(Pointing entries for named objects)
============

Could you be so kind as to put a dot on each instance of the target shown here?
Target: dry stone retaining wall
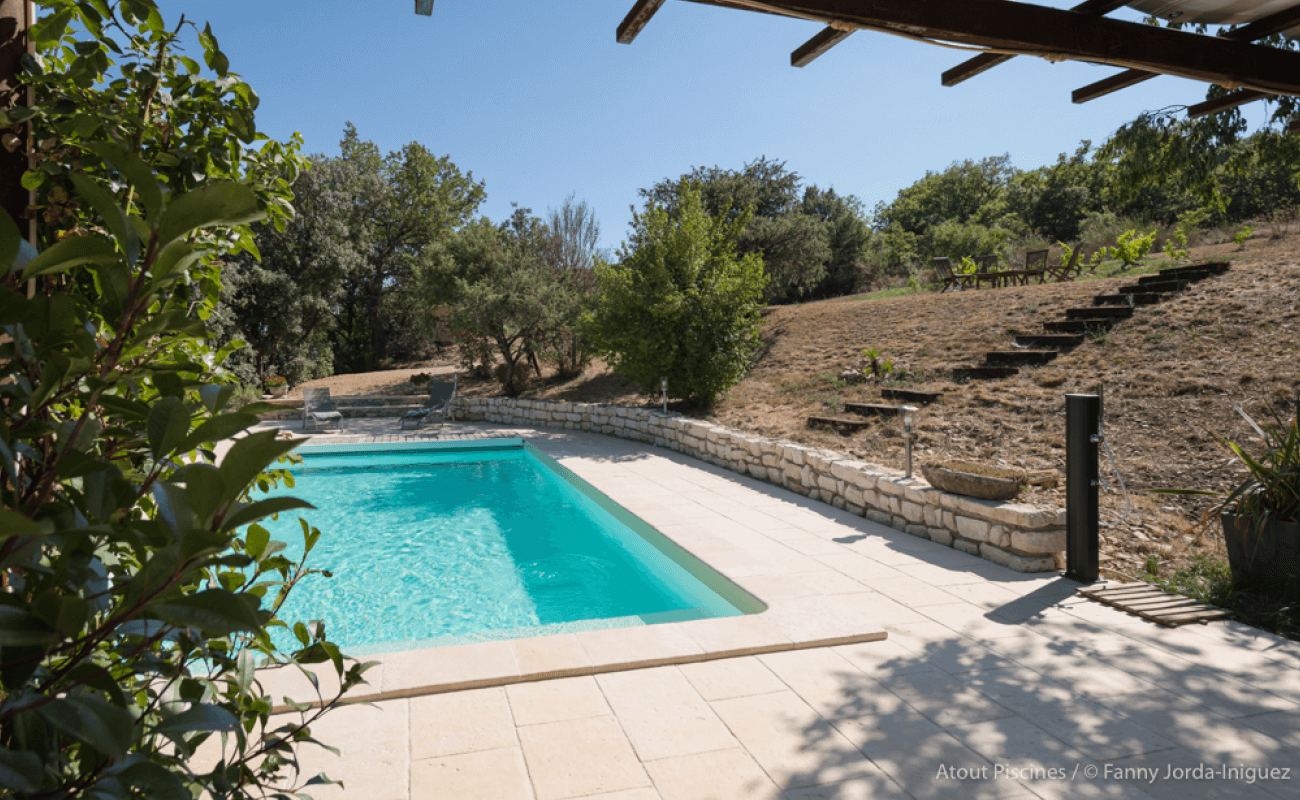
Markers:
(1025, 537)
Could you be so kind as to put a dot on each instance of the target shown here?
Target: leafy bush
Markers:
(139, 588)
(1131, 247)
(680, 303)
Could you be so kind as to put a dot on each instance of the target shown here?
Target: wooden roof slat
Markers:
(637, 18)
(984, 61)
(1052, 33)
(818, 44)
(1265, 26)
(1226, 102)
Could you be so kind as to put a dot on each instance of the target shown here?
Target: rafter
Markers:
(1056, 34)
(637, 18)
(984, 61)
(1226, 102)
(1265, 26)
(818, 44)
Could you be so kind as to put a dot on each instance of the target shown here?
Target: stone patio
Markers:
(991, 683)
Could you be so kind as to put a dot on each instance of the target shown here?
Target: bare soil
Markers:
(1168, 377)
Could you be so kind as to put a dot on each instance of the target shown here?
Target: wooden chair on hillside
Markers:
(944, 269)
(319, 409)
(986, 269)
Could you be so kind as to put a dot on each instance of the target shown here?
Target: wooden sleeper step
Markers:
(913, 396)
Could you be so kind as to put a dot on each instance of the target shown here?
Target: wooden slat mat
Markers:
(1155, 604)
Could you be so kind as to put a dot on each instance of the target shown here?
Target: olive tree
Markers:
(680, 303)
(139, 591)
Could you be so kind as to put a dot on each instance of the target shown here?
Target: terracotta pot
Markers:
(1269, 552)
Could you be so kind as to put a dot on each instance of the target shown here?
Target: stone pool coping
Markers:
(801, 612)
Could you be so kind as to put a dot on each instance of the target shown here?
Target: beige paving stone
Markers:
(714, 775)
(875, 787)
(735, 634)
(460, 722)
(638, 645)
(832, 582)
(731, 678)
(822, 618)
(481, 775)
(791, 742)
(831, 684)
(923, 757)
(944, 699)
(859, 567)
(555, 700)
(464, 664)
(662, 713)
(579, 757)
(943, 648)
(911, 592)
(550, 656)
(373, 751)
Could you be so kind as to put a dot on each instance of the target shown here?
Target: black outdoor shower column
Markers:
(1082, 435)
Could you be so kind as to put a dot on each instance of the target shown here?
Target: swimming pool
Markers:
(446, 543)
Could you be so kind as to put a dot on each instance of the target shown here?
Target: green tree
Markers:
(138, 588)
(680, 303)
(507, 301)
(397, 207)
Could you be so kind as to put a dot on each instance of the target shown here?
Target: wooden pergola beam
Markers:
(1226, 102)
(984, 61)
(637, 18)
(818, 44)
(1265, 26)
(1051, 33)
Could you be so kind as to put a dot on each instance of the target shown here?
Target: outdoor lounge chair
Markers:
(320, 410)
(441, 394)
(944, 269)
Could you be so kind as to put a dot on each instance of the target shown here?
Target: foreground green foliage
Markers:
(139, 591)
(680, 303)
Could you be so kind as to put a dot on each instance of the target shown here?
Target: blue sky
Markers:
(538, 100)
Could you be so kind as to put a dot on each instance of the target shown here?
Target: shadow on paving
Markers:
(1036, 713)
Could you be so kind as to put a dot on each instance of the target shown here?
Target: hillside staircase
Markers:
(1106, 310)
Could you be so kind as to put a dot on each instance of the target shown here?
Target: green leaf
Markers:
(103, 202)
(99, 723)
(72, 251)
(9, 241)
(135, 171)
(216, 396)
(20, 627)
(169, 422)
(163, 783)
(260, 510)
(250, 455)
(204, 488)
(16, 524)
(20, 770)
(217, 428)
(215, 612)
(199, 717)
(222, 203)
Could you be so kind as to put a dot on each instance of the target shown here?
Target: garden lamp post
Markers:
(908, 433)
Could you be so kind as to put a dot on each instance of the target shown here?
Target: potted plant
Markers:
(1261, 515)
(276, 385)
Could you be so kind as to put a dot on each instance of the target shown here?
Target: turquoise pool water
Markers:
(447, 543)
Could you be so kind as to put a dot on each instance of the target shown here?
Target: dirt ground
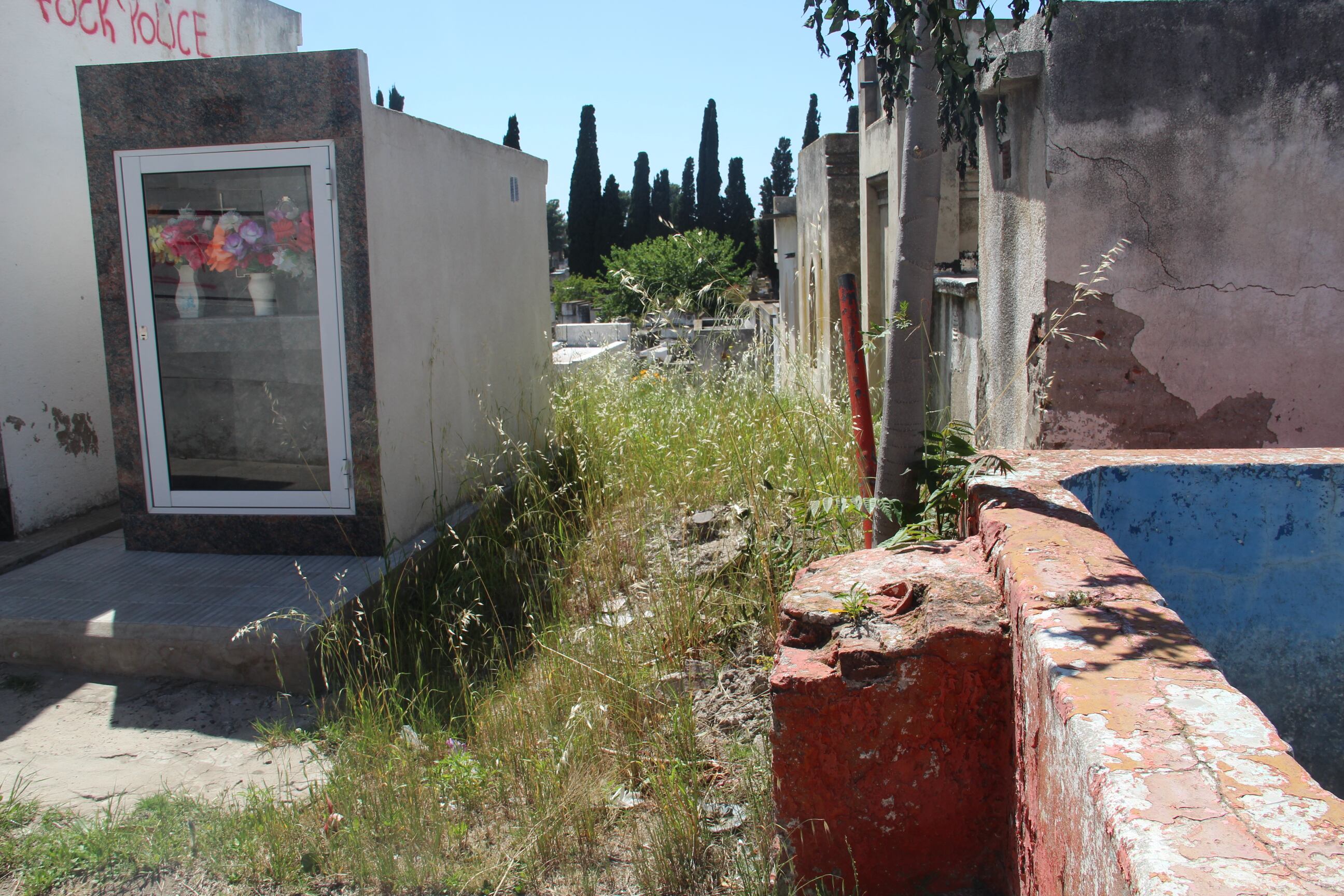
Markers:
(85, 742)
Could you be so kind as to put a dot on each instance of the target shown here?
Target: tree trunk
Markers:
(917, 240)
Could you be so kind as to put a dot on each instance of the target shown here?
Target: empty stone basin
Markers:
(1252, 556)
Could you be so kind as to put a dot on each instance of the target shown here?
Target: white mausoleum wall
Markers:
(55, 426)
(460, 292)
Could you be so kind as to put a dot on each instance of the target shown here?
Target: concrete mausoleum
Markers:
(314, 312)
(55, 422)
(1205, 133)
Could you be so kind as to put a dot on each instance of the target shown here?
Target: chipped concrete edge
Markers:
(1139, 765)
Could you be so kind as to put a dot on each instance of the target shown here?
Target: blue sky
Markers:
(648, 66)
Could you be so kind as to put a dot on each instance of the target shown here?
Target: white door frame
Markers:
(320, 159)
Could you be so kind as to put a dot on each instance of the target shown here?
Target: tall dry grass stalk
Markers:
(500, 717)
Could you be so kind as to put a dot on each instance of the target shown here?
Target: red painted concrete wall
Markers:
(893, 737)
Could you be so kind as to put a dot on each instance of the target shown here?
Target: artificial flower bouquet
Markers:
(240, 244)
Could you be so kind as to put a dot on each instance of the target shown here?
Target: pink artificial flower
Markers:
(250, 231)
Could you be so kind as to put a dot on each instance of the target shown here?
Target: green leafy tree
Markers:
(557, 235)
(686, 212)
(609, 301)
(639, 222)
(586, 201)
(695, 272)
(780, 183)
(709, 205)
(812, 130)
(738, 215)
(781, 169)
(766, 265)
(660, 205)
(924, 61)
(612, 223)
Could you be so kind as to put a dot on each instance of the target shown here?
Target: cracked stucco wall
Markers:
(1210, 136)
(828, 246)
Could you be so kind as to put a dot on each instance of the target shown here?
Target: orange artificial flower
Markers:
(217, 257)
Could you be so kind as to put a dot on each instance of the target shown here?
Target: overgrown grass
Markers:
(489, 704)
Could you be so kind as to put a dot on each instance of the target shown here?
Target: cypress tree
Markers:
(586, 201)
(737, 214)
(814, 128)
(781, 169)
(686, 212)
(612, 222)
(639, 225)
(660, 205)
(709, 205)
(765, 237)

============

§ Directive
List every line of the items above that contains the string "tree", copying each line in full.

§ Solved exercise
Target: olive tree
Target: green tree
Target: tree trunk
Target: green leafy tree
Target: cypress tree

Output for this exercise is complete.